** Start of DATA PROVIDED **

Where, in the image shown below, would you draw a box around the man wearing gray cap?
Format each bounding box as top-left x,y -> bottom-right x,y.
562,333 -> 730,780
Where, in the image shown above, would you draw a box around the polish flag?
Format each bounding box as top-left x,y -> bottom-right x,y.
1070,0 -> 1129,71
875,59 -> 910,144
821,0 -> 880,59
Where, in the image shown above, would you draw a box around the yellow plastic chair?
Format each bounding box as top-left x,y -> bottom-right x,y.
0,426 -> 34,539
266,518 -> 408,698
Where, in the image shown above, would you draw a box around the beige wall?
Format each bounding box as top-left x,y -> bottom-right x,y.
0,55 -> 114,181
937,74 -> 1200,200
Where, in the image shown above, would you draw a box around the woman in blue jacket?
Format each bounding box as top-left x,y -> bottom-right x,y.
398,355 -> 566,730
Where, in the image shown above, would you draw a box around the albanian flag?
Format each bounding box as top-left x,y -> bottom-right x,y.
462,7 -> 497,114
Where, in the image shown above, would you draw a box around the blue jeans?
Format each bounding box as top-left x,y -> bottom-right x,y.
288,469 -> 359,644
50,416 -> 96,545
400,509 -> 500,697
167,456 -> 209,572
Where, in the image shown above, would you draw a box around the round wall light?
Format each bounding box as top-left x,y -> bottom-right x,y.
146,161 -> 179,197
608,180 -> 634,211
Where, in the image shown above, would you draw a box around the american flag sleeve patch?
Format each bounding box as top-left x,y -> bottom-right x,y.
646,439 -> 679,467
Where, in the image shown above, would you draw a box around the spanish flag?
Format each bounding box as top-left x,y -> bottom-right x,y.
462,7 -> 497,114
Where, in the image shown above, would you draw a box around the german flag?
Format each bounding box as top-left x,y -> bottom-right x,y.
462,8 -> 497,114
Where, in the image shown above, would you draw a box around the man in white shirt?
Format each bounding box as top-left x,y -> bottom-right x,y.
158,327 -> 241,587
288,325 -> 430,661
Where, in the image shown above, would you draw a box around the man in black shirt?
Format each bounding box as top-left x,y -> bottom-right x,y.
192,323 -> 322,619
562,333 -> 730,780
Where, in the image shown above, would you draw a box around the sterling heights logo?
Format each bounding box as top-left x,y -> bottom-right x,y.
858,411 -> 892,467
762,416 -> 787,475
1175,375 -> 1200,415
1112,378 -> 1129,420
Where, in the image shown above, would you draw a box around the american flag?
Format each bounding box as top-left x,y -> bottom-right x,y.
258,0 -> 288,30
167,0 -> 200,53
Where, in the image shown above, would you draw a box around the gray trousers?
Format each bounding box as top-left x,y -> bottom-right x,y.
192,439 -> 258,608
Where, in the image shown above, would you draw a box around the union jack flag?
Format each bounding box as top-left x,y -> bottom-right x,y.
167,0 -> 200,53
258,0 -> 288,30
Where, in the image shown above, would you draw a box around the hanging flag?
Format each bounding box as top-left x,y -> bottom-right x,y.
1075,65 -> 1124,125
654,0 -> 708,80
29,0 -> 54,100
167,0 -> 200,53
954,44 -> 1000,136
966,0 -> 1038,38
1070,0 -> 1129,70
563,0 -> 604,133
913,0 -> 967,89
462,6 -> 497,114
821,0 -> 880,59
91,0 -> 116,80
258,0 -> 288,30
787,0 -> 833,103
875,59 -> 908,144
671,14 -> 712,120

** End of DATA PROVIDED **

Rescale the part of the material that opens with the line containing "the polish flag?" and closes with the line containing "288,325 -> 430,661", both lines included. Write those lines out again, the requests as well, but multiply every bounding box coordinate in the answers by 1.55 and round each result to a whole number, with halves rounded up.

Where, in the image shown above, would you draw a box around the polish flag?
Format each bounding box as top-left x,y -> bottom-right x,y.
1659,0 -> 1750,110
1356,91 -> 1411,223
1273,0 -> 1364,91
Where, in the image shown above, would you draw a box around the yellow plastic chair?
Format each bounding box as top-left x,y -> bottom-right x,y.
0,660 -> 53,835
412,803 -> 632,1082
Where, in the image shown above, would you draw a box around the beige wall?
Format each bounding box as top-left x,y -> bottom-right x,y.
0,85 -> 177,281
1452,115 -> 1860,310
Where, in the image shown above, would you draw a box around the woman in blue jacket?
Format each bounding box as top-left x,y -> bottom-right x,y.
617,550 -> 877,1132
Where, in the image shown above, would you draw a box around the albanian flag?
Format each bounding box as top-left x,y -> bottom-right x,y.
716,11 -> 770,177
Where, in the image shown above, would you draw a box around the blue jeans?
Format each bounding box as top-left x,y -> bottom-right x,y.
446,727 -> 556,998
78,645 -> 149,845
620,789 -> 775,1080
259,707 -> 324,887
Where, in the image shown above, would you draw a box around the round wall light?
Format each bounding box as top-left x,y -> bottom-right x,y.
226,250 -> 277,305
942,279 -> 983,327
Where, in the image shown above, would you draw a box around the american flag sleeve patch?
Format each bounding box as top-left x,y -> bottom-right x,y.
1001,680 -> 1052,724
Where, in the image shown above, would you draw a box around the spanish flag?
Format each bounding box as top-left x,y -> bottom-right x,y.
716,11 -> 770,177
Where, in the image shown above, would you draw a box around the german flag?
Format each bounding box as top-left x,y -> bottom-right x,y.
716,12 -> 770,177
Where, in the image shown above, would you draw a box around the man in white shirt?
Format each bounding box as top-left x,y -> bottom-right x,y.
245,507 -> 374,910
446,504 -> 667,1025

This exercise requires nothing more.